**PROVIDED PASSAGE:**

COVID-19 – Lanciati sei gruppi di lavoro in cui la comunità internazionale affronterà i vari aspetti del finanziamento allo sviluppo

Note to Correspondents on the Launch of Discussion Groups of the Financing for Development in the Era of COVID-19 and Beyond

Today’s virtual event, convened by Minister of Foreign Affairs of Canada François-Philippe Champagne, Minister of Foreign Affairs and Foreign Trade of Jamaica Kamina Johnson-Smith and United Nations Deputy Secretary-General Amina Mohammed, was the first milestone since the High-Level Event on Financing for Development in the Era of COVID-19 and Beyond which had brought over 50 Heads of State and Government on 28 May 2020.

Six discussion groups were launch to serve as an open space where governments, UN entities and institutional partners, the private sector, civil society and thought leaders can discuss areas that require critical multilateral engagement to respond to the socio-economic disruptions of the COVID-19 pandemic, such as external finance, remittance, jobs and inclusive growth; recovering better for sustainability; global liquidity and financial stability; debt vulnerability; private sector creditor engagement; and illicit financial flows.

**DATA EXTRACTS:**

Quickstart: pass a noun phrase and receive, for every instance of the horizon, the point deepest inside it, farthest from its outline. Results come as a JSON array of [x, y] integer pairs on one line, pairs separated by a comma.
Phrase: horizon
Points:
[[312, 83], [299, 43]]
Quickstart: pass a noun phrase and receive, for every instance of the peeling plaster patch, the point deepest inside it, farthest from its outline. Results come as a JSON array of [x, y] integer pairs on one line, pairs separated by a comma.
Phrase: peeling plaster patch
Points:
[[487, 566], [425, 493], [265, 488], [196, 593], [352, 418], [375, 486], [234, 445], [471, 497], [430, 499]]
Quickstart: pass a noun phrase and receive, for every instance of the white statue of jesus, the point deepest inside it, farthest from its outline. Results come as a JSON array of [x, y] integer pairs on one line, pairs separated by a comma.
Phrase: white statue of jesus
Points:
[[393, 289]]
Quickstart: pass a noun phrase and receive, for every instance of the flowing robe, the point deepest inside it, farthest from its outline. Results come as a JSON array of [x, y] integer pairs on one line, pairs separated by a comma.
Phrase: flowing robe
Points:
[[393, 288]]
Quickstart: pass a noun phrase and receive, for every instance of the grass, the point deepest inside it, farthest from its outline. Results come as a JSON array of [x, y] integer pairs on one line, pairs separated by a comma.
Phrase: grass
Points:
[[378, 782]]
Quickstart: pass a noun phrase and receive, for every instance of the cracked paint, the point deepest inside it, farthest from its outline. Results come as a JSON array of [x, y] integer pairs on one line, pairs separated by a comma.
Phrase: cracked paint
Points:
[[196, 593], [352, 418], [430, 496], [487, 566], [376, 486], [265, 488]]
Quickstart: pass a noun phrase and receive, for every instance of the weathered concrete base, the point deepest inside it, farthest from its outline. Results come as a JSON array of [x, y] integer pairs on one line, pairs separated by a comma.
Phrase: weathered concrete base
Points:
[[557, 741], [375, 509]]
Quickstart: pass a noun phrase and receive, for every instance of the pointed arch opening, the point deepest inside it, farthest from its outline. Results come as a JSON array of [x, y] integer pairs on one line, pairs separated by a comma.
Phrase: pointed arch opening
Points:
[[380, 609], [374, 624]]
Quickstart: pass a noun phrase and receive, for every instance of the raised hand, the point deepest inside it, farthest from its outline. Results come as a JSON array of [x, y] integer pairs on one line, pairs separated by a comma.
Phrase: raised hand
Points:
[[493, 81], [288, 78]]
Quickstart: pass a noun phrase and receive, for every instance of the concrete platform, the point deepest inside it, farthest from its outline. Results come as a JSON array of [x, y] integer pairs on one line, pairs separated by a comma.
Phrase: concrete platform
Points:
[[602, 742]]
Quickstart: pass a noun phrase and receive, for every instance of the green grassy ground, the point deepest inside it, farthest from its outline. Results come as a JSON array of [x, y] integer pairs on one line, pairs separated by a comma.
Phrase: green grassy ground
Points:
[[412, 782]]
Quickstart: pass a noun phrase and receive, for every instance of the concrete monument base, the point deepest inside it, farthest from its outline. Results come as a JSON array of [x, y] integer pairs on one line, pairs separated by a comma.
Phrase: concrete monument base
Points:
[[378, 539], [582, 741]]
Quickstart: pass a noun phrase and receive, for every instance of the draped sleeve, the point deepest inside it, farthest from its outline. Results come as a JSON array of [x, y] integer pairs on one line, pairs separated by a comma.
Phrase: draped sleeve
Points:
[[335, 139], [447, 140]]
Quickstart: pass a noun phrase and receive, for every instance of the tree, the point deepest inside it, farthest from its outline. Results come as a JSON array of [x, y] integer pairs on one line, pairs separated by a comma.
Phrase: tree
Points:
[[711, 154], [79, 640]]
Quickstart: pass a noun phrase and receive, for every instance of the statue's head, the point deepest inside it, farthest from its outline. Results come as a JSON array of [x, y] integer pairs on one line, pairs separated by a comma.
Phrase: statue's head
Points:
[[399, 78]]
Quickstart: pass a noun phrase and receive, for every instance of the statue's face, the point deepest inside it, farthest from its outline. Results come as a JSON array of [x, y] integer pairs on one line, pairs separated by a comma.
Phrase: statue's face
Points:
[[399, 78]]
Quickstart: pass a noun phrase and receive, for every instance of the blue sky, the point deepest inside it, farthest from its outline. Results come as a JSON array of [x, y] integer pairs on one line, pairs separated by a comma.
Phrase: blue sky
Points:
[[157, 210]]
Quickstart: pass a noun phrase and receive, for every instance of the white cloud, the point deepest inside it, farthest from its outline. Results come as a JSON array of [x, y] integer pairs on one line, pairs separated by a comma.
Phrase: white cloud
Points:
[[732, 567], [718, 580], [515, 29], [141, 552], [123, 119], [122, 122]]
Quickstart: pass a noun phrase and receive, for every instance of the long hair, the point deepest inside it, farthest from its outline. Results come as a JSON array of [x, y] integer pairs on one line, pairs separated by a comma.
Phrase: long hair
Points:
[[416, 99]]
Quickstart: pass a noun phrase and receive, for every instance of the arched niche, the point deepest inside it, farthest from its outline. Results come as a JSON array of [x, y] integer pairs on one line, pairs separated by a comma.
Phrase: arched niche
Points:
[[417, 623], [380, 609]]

**TASKS TO PERFORM:**
**1)** From the note to correspondents, extract the passage that begins at the words "Note to Correspondents" and stops after "on 28 May 2020.".
**2)** Answer these questions from the note to correspondents:
(a) On what date was the High-Level Event on Financing for Development in the Era of COVID-19 and Beyond held?
(b) How many discussion groups were launched?
(c) Which United Nations official was one of the conveners of the virtual event?
Work only from the note to correspondents and bring in nothing from elsewhere.

**SOLUTIONS TO EACH TASK:**
**1)**
Note to Correspondents on the Launch of Discussion Groups of the Financing for Development in the Era of COVID-19 and Beyond

Today’s virtual event, convened by Minister of Foreign Affairs of Canada François-Philippe Champagne, Minister of Foreign Affairs and Foreign Trade of Jamaica Kamina Johnson-Smith and United Nations Deputy Secretary-General Amina Mohammed, was the first milestone since the High-Level Event on Financing for Development in the Era of COVID-19 and Beyond which had brought over 50 Heads of State and Government on 28 May 2020.

**2)**
(a) 28 May 2020
(b) Six
(c) Deputy Secretary-General Amina Mohammed